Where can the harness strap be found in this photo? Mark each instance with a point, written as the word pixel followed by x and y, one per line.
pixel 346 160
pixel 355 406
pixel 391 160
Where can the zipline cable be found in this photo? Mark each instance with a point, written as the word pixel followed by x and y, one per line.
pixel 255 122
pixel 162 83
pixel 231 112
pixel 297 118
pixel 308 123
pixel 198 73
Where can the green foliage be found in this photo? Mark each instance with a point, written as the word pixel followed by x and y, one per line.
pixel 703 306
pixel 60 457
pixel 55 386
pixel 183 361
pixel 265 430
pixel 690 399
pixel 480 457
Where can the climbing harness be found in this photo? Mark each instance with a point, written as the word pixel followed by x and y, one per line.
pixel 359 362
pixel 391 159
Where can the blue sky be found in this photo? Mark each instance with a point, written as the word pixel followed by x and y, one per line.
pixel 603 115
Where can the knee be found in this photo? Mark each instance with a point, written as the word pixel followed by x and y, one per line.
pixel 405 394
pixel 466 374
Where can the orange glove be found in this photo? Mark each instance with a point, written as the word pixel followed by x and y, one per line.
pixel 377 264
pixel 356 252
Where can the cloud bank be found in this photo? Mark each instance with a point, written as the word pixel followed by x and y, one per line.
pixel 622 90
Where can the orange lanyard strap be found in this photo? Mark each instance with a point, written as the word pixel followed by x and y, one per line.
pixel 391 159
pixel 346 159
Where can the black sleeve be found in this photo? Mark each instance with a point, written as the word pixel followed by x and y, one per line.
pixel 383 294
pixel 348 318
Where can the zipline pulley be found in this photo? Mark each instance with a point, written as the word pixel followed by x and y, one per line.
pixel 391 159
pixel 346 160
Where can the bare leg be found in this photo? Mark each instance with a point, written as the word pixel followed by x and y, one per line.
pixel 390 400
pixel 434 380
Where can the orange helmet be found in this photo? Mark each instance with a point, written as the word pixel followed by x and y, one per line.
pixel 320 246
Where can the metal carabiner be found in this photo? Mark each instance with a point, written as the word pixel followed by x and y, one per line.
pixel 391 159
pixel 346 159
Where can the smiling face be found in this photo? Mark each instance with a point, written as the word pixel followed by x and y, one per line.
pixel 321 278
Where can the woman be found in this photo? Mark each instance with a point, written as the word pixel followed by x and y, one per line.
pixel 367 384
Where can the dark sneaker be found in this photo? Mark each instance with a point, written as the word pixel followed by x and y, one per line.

### Set problem
Rewrite all of the items above, substituting "every occurrence" for "each instance" and leaving everything else unchanged.

### Reply to the task
Where can the harness strap be found in this photo? Mark every occurrence with a point, written as the word pixel followed by x and y, one per line.
pixel 346 160
pixel 355 406
pixel 391 160
Where can the zipline cable be found in this photo? Mark every occurrence with a point, written as the word pixel followed by x and y, one per line.
pixel 255 122
pixel 162 83
pixel 231 112
pixel 297 118
pixel 308 123
pixel 198 73
Where can the green foliage be found in this photo? Mark every occurrence with a point, written as the word pixel followed by x and y, one per line.
pixel 703 306
pixel 60 457
pixel 55 386
pixel 183 361
pixel 265 430
pixel 690 399
pixel 480 457
Where can the climbing harness be found in this photo? Mark every occurrence with a point, written as the word pixel followed by x and y, one per line.
pixel 359 362
pixel 391 159
Where can the blue sky be found in this photo? Mark every occurrence with a point, written as the word pixel followed by x and y, one per line.
pixel 603 115
Where can the knee be found in this photo? Mark every occurrence with a point, written as the word pixel followed by x and y, one per line.
pixel 405 394
pixel 466 374
Where can the orange glove be found in this photo? Mark every occurrence with a point, written as the word pixel followed by x and y, one per line.
pixel 377 264
pixel 356 252
Where can the cloud bank be found in this photo? Mark every occurrence with a point, written as the word pixel followed by x and y, one per line.
pixel 622 90
Where can the orange lanyard strap be found in this photo? Mark every occurrence with a point, written as the word pixel followed by x and y, one per line.
pixel 391 159
pixel 346 159
Where can the black sleeve be found in this photo? Mark every occurrence with a point, written as the word pixel followed by x and y, one per line.
pixel 383 294
pixel 348 318
Where can the zipline pulley be found in this photo? Mark every occurrence with a point, written as the word pixel followed by x and y, one per line.
pixel 391 159
pixel 346 160
Where can the bare leg be found in this photo? Mark every occurrence with a point, written as the word pixel followed by x and y, one per line.
pixel 390 400
pixel 434 380
Where can the orange helmet be found in this photo? Mark every occurrence with a point, written as the word pixel followed by x and y, one per line.
pixel 320 246
Where can the metal carabiner be found in this photo? Mark every occurrence with a point, written as the word pixel followed by x and y, one per line.
pixel 391 159
pixel 346 159
Where can the smiling face be found in this photo? Mark every occurrence with a point, written as the word pixel followed by x and y, one per line.
pixel 321 278
Where can the woman be found in this photo? Mark every occurrence with a point, written as the word pixel followed by x and y, one per line.
pixel 367 384
Where can the dark sneaker be found in this photo? Mark every occurrence with a point, written as the word pixel followed by x and y, one per line.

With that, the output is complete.